● **Seitentext**
★ ★ ★ ★
Was imho aber schon lange überfällig ist, ist ein wirkungsvolles Alterslimit. Zu viele Leute starten ihren exzessiven Konsum in zu jungen Jahren und behalten diese Maßlosigkeit bei.


----------



## Dr Bakterius (1. November 2010)

*AW: Neues Drogen-Ranking: Alkohol gefährlicher als Heroin*

Schlimmer ist Alc bestimmt nicht, aber unterschätzen sollte man den Stoff allerdings auch nicht. Drogen kann man so eigendlich nicht frei kaufen und konsumieren, bei Alc sieht es dagegen ja anders aus. Auch die Werbung suggeriert einem ja das es ohne Bölkstoff keine Party und Spass gibt


----------



## herethic (1. November 2010)

*AW: Neues Drogen-Ranking: Alkohol gefährlicher als Heroin*



Nucleus schrieb:


> Was glaubt Ihr, ist der Grund dafür, dass die gegebenen Gesetze nicht mit den wissenschaftlichen Fakten übereinstimmen?


Jetzt mal weit aus dem Fenster gelehnt:
Mit Alkohol verdient der Staat viel Geld, würde er mit Heroin auch nur ist das Problem dass man Heroin im Gegensatz zu bspw. Bier im Keller herstellen kann.
Für Bier braucht man große Maschinen und so, kann man also nicht geheim halten und das Bier würde dann wohl auch nicht schmecken.

Wenn man Heroin also legalisieren würde, hätte man viel mit den kleinen Produzenten zu kämpfen da sie nicht die Steuern verrichten werden wie die Pharmakonzerne.

Und Alkohol kann man sowieso schlecht verbieten, verdient man viel Geld mit, ist in der Gesellschafft fest integriert und man ist dann umgeben von Alkoholkonsumieren Ländern und man hätte das gleiche Problem wie die USA mit ihrer Prohibition.
★ ★ ★ ★
● **Zu prüfende Daten**
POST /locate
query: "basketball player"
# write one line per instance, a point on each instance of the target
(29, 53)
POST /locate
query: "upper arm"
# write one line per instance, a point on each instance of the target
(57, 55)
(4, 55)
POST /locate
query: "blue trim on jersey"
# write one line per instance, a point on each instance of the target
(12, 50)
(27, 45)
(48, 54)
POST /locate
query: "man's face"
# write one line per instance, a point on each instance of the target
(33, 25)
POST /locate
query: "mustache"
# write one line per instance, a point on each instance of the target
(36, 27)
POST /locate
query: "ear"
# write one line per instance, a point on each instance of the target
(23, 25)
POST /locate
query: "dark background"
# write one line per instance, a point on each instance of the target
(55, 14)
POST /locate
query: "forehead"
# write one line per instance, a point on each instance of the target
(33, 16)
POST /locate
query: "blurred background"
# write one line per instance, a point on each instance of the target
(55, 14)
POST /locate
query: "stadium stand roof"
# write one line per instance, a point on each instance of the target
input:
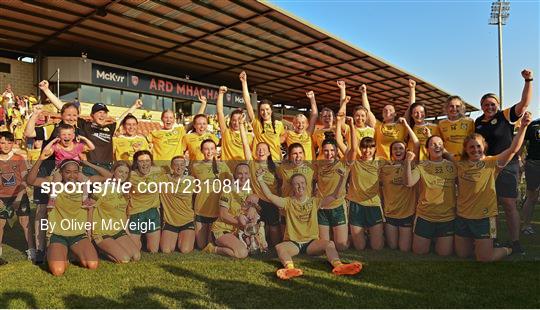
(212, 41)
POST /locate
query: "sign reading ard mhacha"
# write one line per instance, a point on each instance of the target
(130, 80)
★ ★ ★ ★
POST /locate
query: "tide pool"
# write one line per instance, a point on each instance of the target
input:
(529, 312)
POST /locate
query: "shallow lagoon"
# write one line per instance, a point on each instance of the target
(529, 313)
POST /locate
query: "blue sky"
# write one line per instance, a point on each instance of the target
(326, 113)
★ ★ ★ ★
● **Die Aufgabe**
Zitieren Sie aus dem Seitentext wortgetreu die Stelle zwischen „## Dr Bakterius“ und „herethic (1. November 2010)“, beide Grenzen eingeschlossen.

● **Lösung des Problems**
## Dr Bakterius (1. November 2010)

*AW: Neues Drogen-Ranking: Alkohol gefährlicher als Heroin*

Schlimmer ist Alc bestimmt nicht, aber unterschätzen sollte man den Stoff allerdings auch nicht. Drogen kann man so eigendlich nicht frei kaufen und konsumieren, bei Alc sieht es dagegen ja anders aus. Auch die Werbung suggeriert einem ja das es ohne Bölkstoff keine Party und Spass gibt


----------



## herethic (1. November 2010)